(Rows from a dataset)
— begin —
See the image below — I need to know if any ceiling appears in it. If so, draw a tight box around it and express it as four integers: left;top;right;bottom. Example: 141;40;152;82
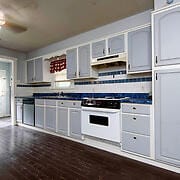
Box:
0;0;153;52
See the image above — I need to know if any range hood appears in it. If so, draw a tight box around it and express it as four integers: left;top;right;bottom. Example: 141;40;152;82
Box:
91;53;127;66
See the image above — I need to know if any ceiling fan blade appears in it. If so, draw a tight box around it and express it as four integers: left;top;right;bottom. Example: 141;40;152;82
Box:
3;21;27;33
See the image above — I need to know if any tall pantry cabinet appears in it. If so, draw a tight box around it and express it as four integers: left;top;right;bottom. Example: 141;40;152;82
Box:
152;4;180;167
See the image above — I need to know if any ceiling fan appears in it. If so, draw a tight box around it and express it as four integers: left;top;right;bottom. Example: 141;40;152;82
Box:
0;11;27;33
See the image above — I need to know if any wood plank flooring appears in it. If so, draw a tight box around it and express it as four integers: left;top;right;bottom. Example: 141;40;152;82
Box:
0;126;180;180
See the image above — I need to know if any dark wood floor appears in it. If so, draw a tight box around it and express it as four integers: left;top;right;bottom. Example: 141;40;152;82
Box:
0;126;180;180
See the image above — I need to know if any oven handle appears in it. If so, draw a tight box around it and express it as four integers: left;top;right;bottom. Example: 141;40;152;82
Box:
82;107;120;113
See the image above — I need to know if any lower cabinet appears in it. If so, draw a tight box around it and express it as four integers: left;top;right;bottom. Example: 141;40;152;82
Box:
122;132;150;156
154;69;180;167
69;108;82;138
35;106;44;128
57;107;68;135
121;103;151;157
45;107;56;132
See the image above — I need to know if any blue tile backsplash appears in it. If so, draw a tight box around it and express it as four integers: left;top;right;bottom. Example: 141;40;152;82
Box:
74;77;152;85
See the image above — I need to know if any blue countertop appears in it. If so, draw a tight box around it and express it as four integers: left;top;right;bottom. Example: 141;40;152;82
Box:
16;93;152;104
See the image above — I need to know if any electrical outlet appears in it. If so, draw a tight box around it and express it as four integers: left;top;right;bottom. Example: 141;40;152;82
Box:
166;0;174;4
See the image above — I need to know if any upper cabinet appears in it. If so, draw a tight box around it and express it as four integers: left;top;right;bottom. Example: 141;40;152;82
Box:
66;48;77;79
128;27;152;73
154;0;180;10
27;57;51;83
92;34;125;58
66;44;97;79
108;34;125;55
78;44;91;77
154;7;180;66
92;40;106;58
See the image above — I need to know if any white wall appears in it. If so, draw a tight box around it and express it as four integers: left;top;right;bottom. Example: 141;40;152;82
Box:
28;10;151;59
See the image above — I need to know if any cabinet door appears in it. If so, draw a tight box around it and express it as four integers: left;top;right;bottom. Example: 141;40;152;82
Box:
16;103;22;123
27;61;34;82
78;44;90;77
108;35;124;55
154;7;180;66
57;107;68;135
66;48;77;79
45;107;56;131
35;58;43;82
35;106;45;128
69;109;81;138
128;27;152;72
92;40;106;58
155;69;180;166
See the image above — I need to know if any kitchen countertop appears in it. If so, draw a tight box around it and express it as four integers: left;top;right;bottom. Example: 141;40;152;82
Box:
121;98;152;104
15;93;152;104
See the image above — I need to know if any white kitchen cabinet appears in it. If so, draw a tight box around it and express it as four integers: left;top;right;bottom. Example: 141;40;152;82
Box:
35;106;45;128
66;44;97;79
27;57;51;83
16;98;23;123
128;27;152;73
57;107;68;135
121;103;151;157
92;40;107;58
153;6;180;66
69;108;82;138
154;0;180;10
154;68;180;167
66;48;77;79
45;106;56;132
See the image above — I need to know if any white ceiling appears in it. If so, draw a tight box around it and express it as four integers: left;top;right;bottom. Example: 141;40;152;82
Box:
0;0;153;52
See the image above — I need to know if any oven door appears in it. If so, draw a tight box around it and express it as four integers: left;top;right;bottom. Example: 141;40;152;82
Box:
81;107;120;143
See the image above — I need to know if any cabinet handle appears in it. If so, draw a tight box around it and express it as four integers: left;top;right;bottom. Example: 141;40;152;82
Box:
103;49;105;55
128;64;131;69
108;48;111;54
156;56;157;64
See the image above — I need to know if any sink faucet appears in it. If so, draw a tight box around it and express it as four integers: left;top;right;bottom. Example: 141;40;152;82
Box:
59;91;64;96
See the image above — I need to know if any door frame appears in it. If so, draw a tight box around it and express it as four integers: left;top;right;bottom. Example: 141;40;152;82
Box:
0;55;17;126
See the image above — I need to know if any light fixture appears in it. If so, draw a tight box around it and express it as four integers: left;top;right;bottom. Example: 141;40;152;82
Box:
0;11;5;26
— end —
— begin —
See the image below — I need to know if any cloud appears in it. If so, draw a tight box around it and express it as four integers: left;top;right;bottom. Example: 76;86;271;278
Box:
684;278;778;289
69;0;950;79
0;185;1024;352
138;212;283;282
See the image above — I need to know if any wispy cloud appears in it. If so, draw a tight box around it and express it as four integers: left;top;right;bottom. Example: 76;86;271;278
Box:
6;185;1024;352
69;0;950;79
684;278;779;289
— end —
● **WHAT YOU WILL DO**
Recast the lines as a numbered list, starting with the line that contains "if any lower" and going on through the line that contains "155;69;180;166". Leave out any blank lines.

● **TASK OUTPUT**
1. See the image above — I need to know if any lower cabinet appears in it. If so, draw a tight box around it and express it as four integers: left;top;right;bottom. Example: 141;40;152;82
2. Box:
3. 122;132;150;156
4. 154;69;180;167
5. 69;108;82;138
6. 35;106;44;128
7. 57;107;68;135
8. 121;103;151;157
9. 45;107;56;132
10. See the image above — I need to know if any blue tile backsplash appears in it. If so, draw a tight box around it and express it as four integers: left;top;right;bottom. Example: 141;40;152;82
11. Box:
12. 74;77;152;85
13. See the image above — I need to know if any blue countertop appears in it. If so, draw a tight box around it and express it as four integers: left;top;right;bottom. Example: 141;40;152;82
14. Box:
15. 16;93;152;104
16. See the image above — I need to know if any electrical outlet appears in it. If so, draw a tight box around it and express it as four integers: left;top;right;bottom. Example: 141;40;152;82
17. Box:
18. 166;0;174;4
19. See the image above — I need to know if any upper cabinet appears in it. If so, draw a tight box around it and express it as four integers: left;top;right;bottom. Example: 141;40;152;82
20. Box:
21. 66;48;77;79
22. 128;27;152;73
23. 154;0;180;10
24. 27;57;51;83
25. 92;34;125;58
26. 66;44;97;79
27. 108;34;125;55
28. 78;44;91;77
29. 154;7;180;66
30. 92;40;106;58
31. See the image above — I need to know if any white wall appears in it. If so, draw a tight box around it and express it as four integers: left;top;right;bottom. Example: 141;40;152;82
32. Box:
33. 28;10;151;59
34. See the image above — I need to know if any cabinet door appears in it. If so, draw a tight box around it and express it as four integers: left;top;right;bottom. Example: 141;40;152;82
35. Box:
36. 16;103;22;123
37. 27;61;34;82
38. 78;44;90;77
39. 108;35;124;55
40. 154;7;180;66
41. 57;107;68;135
42. 66;48;77;79
43. 45;107;56;131
44. 35;58;43;82
45. 35;106;45;128
46. 69;109;81;138
47. 128;27;152;72
48. 92;40;106;58
49. 155;69;180;166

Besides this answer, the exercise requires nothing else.